::: Input :::

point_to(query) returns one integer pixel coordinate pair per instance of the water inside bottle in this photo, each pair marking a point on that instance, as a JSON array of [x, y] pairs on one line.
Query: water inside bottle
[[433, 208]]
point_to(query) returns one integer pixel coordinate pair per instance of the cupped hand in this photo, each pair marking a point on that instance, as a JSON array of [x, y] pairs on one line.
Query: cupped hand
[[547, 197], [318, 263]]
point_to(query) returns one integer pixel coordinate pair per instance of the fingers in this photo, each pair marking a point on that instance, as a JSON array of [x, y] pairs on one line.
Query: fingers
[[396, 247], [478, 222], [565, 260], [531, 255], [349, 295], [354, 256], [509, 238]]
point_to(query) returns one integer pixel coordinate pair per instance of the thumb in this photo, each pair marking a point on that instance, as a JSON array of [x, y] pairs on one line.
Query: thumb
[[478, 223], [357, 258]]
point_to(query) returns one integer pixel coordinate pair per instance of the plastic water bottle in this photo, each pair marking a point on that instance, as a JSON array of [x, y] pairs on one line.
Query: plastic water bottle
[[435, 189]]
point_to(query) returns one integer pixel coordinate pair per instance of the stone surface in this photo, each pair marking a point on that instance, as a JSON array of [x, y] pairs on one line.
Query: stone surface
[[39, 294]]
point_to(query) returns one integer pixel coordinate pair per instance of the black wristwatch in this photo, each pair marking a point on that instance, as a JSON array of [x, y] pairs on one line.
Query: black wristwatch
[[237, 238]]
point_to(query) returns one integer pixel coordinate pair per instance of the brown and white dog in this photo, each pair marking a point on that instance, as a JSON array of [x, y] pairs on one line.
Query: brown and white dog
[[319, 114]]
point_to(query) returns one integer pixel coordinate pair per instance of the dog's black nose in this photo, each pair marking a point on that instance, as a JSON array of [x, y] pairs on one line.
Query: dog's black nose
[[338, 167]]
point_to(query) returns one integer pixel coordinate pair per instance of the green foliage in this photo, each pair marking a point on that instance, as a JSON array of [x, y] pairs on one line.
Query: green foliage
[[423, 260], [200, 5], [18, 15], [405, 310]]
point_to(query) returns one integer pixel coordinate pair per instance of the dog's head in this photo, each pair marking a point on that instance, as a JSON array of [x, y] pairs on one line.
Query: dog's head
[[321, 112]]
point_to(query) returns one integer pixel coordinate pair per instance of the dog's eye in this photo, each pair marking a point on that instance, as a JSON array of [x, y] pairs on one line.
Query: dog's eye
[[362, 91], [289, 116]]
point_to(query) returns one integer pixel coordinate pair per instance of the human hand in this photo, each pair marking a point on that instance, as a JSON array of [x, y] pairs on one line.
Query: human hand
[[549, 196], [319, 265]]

:::

▶ Problem to work on
Rewrite the records from the line with "of the cupped" to the line with "[[319, 114]]", changing each "instance" to "occurrence" and leaving everything else as it is.

▶ Full answer
point_to(query) returns one integer pixel coordinate pair per occurrence of the cupped hand in this photo, each pair marking a point on that occurrence, as a JSON array of [x, y] pairs on one line.
Query: cupped hand
[[547, 197], [318, 263]]
point_to(query) returns one integer pixel coordinate pair per occurrence of the fingers in this photo, each pair marking a point on that occurrence, as a JSON array of [x, y] pairs on one line.
Query: fingers
[[396, 247], [478, 222], [565, 260], [531, 255], [349, 295], [354, 256], [509, 238]]
point_to(query) returns one integer pixel coordinate pair per occurrence of the thumb in this photo, each pair marking a point on that occurrence, as a JSON array of [x, y] pairs on one line.
Query: thumb
[[478, 223], [357, 258]]
point_to(query) returns one integer pixel coordinate pair per occurrence of the plastic water bottle in this photo, each pair marking a point on that occurrence, as a JSON array of [x, y] pairs on one line.
Query: plastic water bottle
[[435, 189]]
point_to(query) returns one integer pixel coordinate pair per occurrence of the stone surface in this photo, each pair marking a point on that occurrence, as a JSON array of [x, y] pairs on one line.
Query: stone surface
[[39, 294]]
point_to(query) returns one integer pixel coordinate pair per occurrence of the black wristwatch in this photo, each pair marking a point on that occurrence, as a JSON array of [x, y] pairs on one line.
Query: black wristwatch
[[237, 238]]
point_to(query) returns one integer pixel coordinate pair per occurrence of the brown and white dog in this photo, each pair marking a point on that occurrence, as a JSON array of [x, y] pairs on one line.
Query: brown and white dog
[[319, 114]]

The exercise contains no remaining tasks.